» Objective
Pick up the post about the old recipe cards and the Tuna Ring with Cheese Sauce remake right after its last sentence, and write the next part.

Start Excerpted text

As we looked through the cards together, my mom commented that for most of the recipes, a pre-made mix of some kind was a main ingredient, forcing you to buy Bisquick or a can of frosting rather than telling you how to make it from scratch. This may be due in part to the limited available space—the entire recipe always had to fit on one side of a 5 x 4 in. (10 x 13 cm) card—but we also suspect some collusion with the manufacturers of the mixes. But that was how cooking had been since the 1950s, she said, when convenience took priority over healthfulness. I also heard her say “gross” while looking at the ingredients for the breakfast recipe Pork-Potato-Apple Bake (corn syrup, crunchy peanut butter, boiled crab apples and Spam, anyone?). But she got a good chuckle from seeing the cards again and reminiscing.

But let me finally get to the point of this post. As I was looking through the cards, I thought it might be fun to revisit one of the recipes for you. Choosing one was hard, but I finally settled on Tuna Ring with Cheese Sauce, with its entertaining impress-your-guests ring shape and ramekin of cheese sauce, from the Budget Casseroles set. In my first attempt, I experimented with a chickpea-based mock tuna salad that proved too starchy and heavy in combination with the thick biscuit crust. In search of a lighter, moister filling, I then tried a spinach-artichoke mixture that turned out to be very yummy with the crust and cheese sauce. I’m very happy with how it turned out. It was also a chance to share an activity with my mom, who helped me with the process of rolling the dough into a log and forming a ring, modeling the motions so I could take more action-oriented explanatory photos for a change.

End Excerpted text
Start Data records

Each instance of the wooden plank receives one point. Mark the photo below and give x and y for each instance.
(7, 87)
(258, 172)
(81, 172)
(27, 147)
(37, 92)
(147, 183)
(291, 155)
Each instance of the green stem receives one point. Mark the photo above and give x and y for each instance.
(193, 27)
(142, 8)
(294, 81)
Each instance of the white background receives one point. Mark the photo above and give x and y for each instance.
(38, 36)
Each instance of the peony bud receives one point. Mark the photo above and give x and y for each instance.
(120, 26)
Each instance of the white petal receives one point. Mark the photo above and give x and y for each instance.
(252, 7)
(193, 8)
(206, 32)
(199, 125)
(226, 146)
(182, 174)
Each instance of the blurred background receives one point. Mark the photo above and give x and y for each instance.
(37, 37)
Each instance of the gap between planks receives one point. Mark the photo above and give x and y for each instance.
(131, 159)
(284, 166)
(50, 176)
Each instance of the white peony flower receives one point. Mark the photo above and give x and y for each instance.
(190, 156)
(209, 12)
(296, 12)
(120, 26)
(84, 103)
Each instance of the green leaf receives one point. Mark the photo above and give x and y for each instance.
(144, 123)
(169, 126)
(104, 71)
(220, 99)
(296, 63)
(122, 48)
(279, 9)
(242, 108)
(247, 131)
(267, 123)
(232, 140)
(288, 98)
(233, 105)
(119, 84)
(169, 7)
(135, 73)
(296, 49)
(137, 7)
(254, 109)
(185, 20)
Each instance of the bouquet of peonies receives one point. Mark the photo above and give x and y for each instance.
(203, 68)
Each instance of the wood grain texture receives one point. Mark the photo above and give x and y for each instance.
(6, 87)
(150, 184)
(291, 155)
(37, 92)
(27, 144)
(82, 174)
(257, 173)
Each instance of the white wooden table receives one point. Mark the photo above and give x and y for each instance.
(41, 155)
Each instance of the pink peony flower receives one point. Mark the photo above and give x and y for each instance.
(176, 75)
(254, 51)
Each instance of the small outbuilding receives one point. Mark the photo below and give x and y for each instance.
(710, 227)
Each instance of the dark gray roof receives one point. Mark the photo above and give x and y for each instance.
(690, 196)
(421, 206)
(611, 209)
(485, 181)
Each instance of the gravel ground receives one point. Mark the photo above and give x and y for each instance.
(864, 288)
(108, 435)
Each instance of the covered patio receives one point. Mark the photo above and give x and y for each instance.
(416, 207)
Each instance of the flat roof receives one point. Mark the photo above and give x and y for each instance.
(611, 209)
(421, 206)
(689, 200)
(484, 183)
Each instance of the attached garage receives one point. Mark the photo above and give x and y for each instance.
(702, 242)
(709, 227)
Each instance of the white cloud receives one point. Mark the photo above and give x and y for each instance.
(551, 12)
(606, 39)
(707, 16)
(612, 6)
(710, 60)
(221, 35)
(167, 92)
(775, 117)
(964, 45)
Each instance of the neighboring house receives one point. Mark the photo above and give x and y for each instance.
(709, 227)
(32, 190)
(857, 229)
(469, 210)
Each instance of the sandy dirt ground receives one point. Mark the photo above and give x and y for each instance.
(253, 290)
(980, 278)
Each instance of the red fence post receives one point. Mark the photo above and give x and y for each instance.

End Data records

» Output
I’m not sure how specifically 1970s this recipe is, since (as my mom informed me), people have been making sweet “tea ring” cakes with the same cutting-and-turning technique since forever, but something about this dish just spoke to me. And as it’s inspired by the Betty Crocker Recipe Card Library, I feel justified in tacking the word “retro” onto the title.

So roll up your sleeves, take a moment to feel gratitude for pocket calculators, soft contact lenses and NPR, and let’s get started!

Spinach-artichoke filling

  • 6 ounces (170 g) artichoke hearts
  • ¼ of a yellow or white onion, diced (about ½ cup)
  • 2 cloves garlic, finely minced
  • 1 cup frozen spinach
  • ¼ cup (60 ml) unsweetened non-dairy milk
  • ¼ teaspoon salt
  • ¼ teaspoon ground white pepper
  • 1 batch stretchy mozzarella cheese (prepare last; see below)

If you’re pressed for time, you may want to start the cashews boiling for the mozzarella cheese recipe (see below) before you begin making this spinach-artichoke mixture.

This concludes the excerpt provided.